__Excerpt to read__.
------------------------------------------------

Making Sense of the Insurance Industry's Resistance to Going Digital
Anurag Harsh
Founder & CEO: Creating Dental Excellence, Marvel Smiles and AlignPerfect Groups
The insurance industry is late to the game. Digital initiatives are now the dominant business paradigm. By today’s standards if you aren’t doing digital transformation, then you are near the bottom of the learning curve. That’s where you can find most insurance companies—and they are steadily falling further behind.
New technology recently entered the market that sped up the pace of digital transformation: from machine learning and sensors, to virtual reality, autonomous cars, big data analytics and digital collaboration tools. These innovations didn’t just change business; they change the nature of risk and liability.
Everyday activities such as driving all the way to complex activities such as supply chain logistics demand a nuanced approach to filing claims, assessing risk and liability, settling disputes, and pricing out policies based on real-time data and analysis. But that hasn’t really happened. Why haven’t insurance companies kept up?
Insurance Lives in the Past
There are a number of ways to explain why insurance companies are still largely operating with traditional policies, business structures, workforce culture, technology, procedures, and distribution models and systems.
According to a survey of 100 insurance companies conducted by Ernst & Young, 79% of insurance companies are “still learning” about digital initiatives; around 57% of insurance companies “have operating models that do not facilitate digital”; and, of the insurance companies surveyed, 89% “do not consider past interactions when recommending products or services to online customers.”
Lastly, approximately 80% of respondents do not see themselves as “digital leaders” and are “trailing the spectrum in customer engagement, analytics and adoption of mobile and social media.”
Insurance companies cite many of the same impediments to digital transformation I’ve heard from C-suite executives at conferences on the topic.
Those run the gamut of ideological obstacles (“people will forever need insurance”) to technological ones (“legacy systems stifle innovation”), in addition to talent, generational, and system lock-in issues. In a few cases, even denial of potential disruption (“insurers are impervious to disruptions because we are so highly regulated”).
The exact causes vary from company to company, and pinpointing them is the first step to devising realistic digital transformation strategies. You can’t solve the problem if you don’t know the problem.
Disruptions in the Insurance Industry
As far as I see, research converges on a few predominant disruptions that directly impact the nature of liability and risk, the ways we assess both, and customer engagement and interaction. (McKinsey does an excellent job of laying them out.)
Products. Self-driving and semiautonomous cars that alter vehicle insurance; smart homes alter home insurance; cyber warfare and drones alter risk; and share economy companies alter both liability and risk in a number of areas.
Marketing. Consumer behavior and preferences changed noticeably in the past few years. There is a growing demand for personalization, transparency, digital communication, and branded engagement. Communications must reflect this change.
Pricing. The vast amount of data and analytics tools make usage- and behavior-based pricing possible, thereby outdating boilerplate insurance policies. Pricing should be highly personalized, informed by big data analysis, sensors, and self-directed user information.

------------------------------------------------

__Exercise requirements__.
(1) Transcribe the passage of the insurance article starting with "Everyday activities such" and going on through "models and systems.".
(2) Answer these questions from the article on insurance and digital transformation:
(a) Which firm conducted the survey of 100 insurance companies?
(b) What percentage of the surveyed insurance companies are "still learning" about digital initiatives?
(c) Which firm is credited with doing an excellent job of laying out the disruptions?
(3) Resume the article on the insurance industry's resistance to going digital, picking up right after its last sentence.
The records come from a source unrelated to the article.

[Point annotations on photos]
------------------------------------------------

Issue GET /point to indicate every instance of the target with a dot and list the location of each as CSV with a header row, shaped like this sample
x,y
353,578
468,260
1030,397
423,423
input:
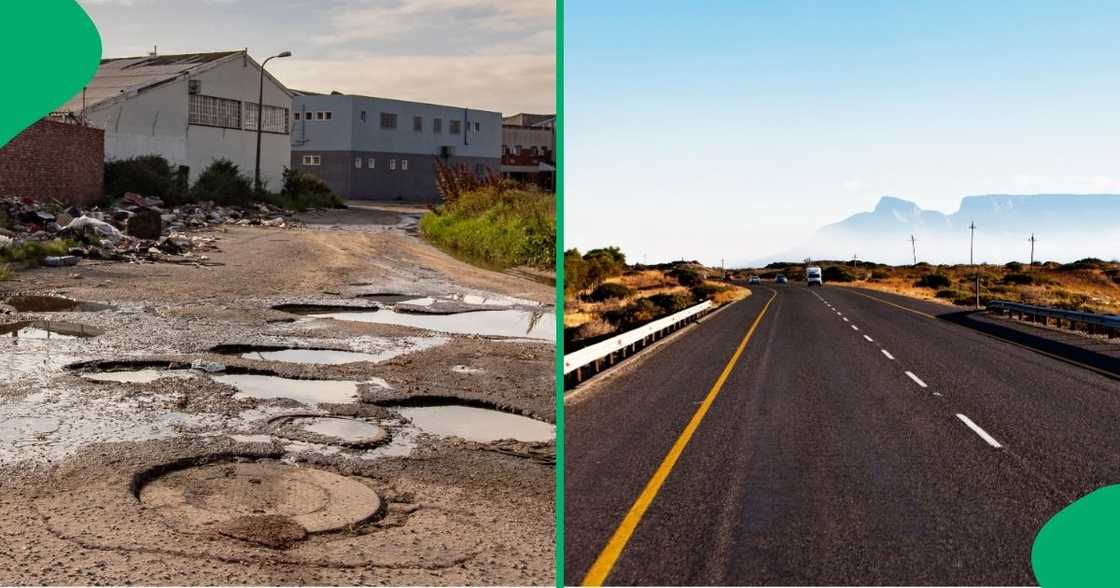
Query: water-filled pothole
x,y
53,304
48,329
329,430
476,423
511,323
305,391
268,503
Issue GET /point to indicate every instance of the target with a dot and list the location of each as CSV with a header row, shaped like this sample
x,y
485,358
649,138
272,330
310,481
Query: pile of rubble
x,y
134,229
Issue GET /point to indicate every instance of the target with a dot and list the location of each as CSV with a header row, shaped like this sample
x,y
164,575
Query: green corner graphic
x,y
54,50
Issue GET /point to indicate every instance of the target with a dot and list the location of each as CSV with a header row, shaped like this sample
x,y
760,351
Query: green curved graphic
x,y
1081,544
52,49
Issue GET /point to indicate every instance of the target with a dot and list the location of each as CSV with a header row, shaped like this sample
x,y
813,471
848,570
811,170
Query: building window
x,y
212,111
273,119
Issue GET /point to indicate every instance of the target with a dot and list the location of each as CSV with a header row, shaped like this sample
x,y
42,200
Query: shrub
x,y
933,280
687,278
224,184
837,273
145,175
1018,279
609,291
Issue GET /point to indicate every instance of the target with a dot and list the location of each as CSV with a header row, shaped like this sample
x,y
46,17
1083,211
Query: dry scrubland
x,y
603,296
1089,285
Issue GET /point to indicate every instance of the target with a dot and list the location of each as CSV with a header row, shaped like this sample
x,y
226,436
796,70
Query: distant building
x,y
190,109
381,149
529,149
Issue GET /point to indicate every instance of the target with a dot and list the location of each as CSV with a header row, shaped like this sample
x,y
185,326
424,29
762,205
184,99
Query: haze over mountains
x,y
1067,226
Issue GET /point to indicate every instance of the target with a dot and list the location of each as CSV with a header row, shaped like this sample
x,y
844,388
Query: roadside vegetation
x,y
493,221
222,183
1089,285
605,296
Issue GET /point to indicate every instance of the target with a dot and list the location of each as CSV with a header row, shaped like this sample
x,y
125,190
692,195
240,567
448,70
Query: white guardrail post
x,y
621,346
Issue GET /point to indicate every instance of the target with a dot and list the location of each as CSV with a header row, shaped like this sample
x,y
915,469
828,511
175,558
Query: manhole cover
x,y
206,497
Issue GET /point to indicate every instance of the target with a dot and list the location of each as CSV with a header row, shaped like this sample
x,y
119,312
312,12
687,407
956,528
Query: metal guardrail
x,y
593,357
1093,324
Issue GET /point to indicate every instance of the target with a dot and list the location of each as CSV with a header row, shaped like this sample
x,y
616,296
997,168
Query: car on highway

------------------------------------------------

__Answers in order__.
(1)
Everyday activities such as driving all the way to complex activities such as supply chain logistics demand a nuanced approach to filing claims, assessing risk and liability, settling disputes, and pricing out policies based on real-time data and analysis. But that hasn’t really happened. Why haven’t insurance companies kept up?
Insurance Lives in the Past
There are a number of ways to explain why insurance companies are still largely operating with traditional policies, business structures, workforce culture, technology, procedures, and distribution models and systems.

(2)
(a) Ernst & Young
(b) 79%
(c) McKinsey

(3)
Distribution. The few insurance companies that avail themselves of enhanced computing power, rich consumer data, and telematics are able to rapidly deliver accurate insurance policies and settle claims in minutes.
Service. In a word, Retail. Consumers expect service standards on par with the world’s leading retail companies (see: Amazon).
Claims. Automation, analytics tools, sensors, and smartphones transform the way people report claims and the way insurers settle them. A claimant can submit photos, insurers can send drones, and disputes can be settled in minutes with a high degree of efficacy.
How Can Insurance Get Ahead of the Game?
The short answer is: Get into the passenger’s seat.
What I mean is that many of the disruptions above stem from technological innovation. So team up with technology companies. Become technologically literate. Learn about the new risks. Learn about the tools at your disposal to assess liability and risk.
And don’t just spend all your time learning. Bring talent onboard that can experiment in-house, testing new policies, innovating on self-directed consumer claims, taking risks and trying new methods, new models. Bring all the core digital competencies you can into the fold and place a value on exploration, design, creativity, and innovation.
Also, explore these areas of technology: blockchain, data security, workforce automation, virtual and augmented reality, data visualization, cloud and mobile, and 3D printing and scanning.
Remember, digital transformation is a mindset. It’s equal parts equipment and equal parts perspective. Think about how you can change your philosophy and business structure to improve your consumer’s digital journey. There is a potent phrase that encapsulates this mindset for the insurance industry: “Insurance is a service, not a product.”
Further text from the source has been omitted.